- [TO DO] Please copy every one of the rows below word for word.

-*-*-

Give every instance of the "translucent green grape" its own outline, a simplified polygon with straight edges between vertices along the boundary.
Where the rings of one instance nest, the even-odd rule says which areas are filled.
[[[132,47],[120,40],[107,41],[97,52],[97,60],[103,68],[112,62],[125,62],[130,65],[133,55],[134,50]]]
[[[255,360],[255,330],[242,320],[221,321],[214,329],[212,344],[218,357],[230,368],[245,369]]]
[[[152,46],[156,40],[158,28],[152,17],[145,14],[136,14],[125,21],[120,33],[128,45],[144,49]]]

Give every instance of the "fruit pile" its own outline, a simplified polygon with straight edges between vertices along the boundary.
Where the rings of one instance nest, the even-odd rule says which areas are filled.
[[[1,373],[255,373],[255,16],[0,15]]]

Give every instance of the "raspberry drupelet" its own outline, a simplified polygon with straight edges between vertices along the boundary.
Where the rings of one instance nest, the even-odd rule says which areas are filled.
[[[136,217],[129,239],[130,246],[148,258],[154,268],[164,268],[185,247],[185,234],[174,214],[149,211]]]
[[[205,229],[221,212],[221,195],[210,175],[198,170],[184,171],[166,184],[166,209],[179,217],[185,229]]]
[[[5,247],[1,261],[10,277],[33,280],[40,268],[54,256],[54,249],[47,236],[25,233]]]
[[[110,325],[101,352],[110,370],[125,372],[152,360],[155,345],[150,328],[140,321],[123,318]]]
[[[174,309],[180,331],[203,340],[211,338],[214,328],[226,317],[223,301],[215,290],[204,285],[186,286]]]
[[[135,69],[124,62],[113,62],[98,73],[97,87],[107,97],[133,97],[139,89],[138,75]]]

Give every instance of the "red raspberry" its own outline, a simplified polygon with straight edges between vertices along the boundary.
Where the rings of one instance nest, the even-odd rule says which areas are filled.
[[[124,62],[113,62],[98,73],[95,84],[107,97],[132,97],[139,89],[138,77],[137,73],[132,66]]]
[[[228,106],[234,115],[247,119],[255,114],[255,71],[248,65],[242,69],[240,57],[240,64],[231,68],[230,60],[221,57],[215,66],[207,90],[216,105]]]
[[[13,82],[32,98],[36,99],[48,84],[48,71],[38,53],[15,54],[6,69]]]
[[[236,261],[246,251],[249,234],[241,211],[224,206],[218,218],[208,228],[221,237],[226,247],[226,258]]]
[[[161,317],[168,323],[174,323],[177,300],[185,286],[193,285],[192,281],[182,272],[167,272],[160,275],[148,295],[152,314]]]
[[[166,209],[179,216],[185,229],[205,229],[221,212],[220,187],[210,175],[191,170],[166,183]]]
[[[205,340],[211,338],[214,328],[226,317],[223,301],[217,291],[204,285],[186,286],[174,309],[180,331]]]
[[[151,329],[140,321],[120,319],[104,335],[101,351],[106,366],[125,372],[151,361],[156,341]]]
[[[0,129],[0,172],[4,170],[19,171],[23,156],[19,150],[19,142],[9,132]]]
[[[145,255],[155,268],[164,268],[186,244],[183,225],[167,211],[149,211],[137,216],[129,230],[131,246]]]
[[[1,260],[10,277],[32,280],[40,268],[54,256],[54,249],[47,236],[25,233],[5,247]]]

-*-*-

- [REPLY TO THE EXERCISE]
Give every instance of the "translucent green grape" its own outline, a simplified polygon with straight edges between vertices along the boundary.
Where the rings of one instance nest, the even-odd rule says which areas are filled.
[[[132,47],[120,40],[107,41],[97,52],[97,60],[103,68],[112,62],[125,62],[130,65],[133,55],[134,50]]]
[[[255,360],[255,330],[242,320],[221,321],[214,329],[212,344],[218,357],[230,368],[245,369]]]
[[[152,46],[156,40],[158,28],[152,17],[145,14],[136,14],[125,21],[120,33],[128,45],[144,49]]]

Give every instance of the "fruit pile" its own outline, a simplified polygon with straight edges between vertices along the boundary.
Where the rings of one instance nest, the even-odd rule says which areas are filled.
[[[1,373],[255,373],[255,16],[0,15]]]

Give every instance of the "raspberry drupelet" its own outline, a simplified polygon with straight edges between vertices along the boundary.
Where the rings of one instance nest, the even-odd rule says which areas are filled.
[[[136,217],[129,239],[130,246],[148,258],[154,268],[164,268],[185,247],[185,234],[174,214],[149,211]]]
[[[205,229],[221,212],[221,195],[210,175],[198,170],[184,171],[166,184],[166,209],[179,217],[185,229]]]
[[[5,247],[1,261],[10,277],[33,280],[40,268],[54,256],[54,249],[47,236],[25,233]]]
[[[110,325],[101,352],[110,370],[125,372],[152,360],[155,345],[150,328],[140,321],[123,318]]]
[[[174,309],[180,331],[203,340],[211,338],[214,328],[226,317],[223,301],[215,290],[204,285],[186,286]]]
[[[135,69],[124,62],[113,62],[98,73],[97,87],[107,97],[133,97],[139,89],[138,75]]]

Give every instance of the "red raspberry" its own outline, a simplified polygon with straight edges between vertices along the boundary.
Where the rings of one instance nest, the even-odd rule says which areas are filled.
[[[124,62],[113,62],[98,73],[95,84],[107,97],[132,97],[139,89],[138,77],[137,73],[132,66]]]
[[[228,106],[234,115],[247,119],[255,114],[255,71],[248,65],[242,69],[240,57],[240,64],[231,68],[230,60],[221,57],[215,66],[207,90],[216,105]]]
[[[13,82],[32,98],[36,99],[48,84],[48,71],[38,53],[15,54],[6,69]]]
[[[236,261],[246,251],[249,234],[241,211],[224,206],[218,218],[208,228],[221,237],[226,247],[226,258]]]
[[[161,317],[168,323],[174,323],[177,300],[185,286],[193,285],[192,281],[182,272],[167,272],[160,275],[148,295],[152,314]]]
[[[166,209],[179,216],[185,229],[205,229],[221,212],[220,187],[210,175],[191,170],[166,183]]]
[[[205,340],[211,338],[214,328],[226,317],[223,301],[217,291],[204,285],[186,286],[174,309],[180,331]]]
[[[151,329],[140,321],[120,319],[104,335],[101,351],[106,366],[125,372],[151,361],[156,341]]]
[[[0,129],[0,172],[4,170],[19,171],[23,156],[19,150],[19,142],[9,132]]]
[[[145,255],[155,268],[164,268],[186,244],[183,225],[167,211],[149,211],[137,216],[129,230],[131,246]]]
[[[1,260],[10,277],[32,280],[40,268],[54,256],[54,249],[47,236],[25,233],[5,247]]]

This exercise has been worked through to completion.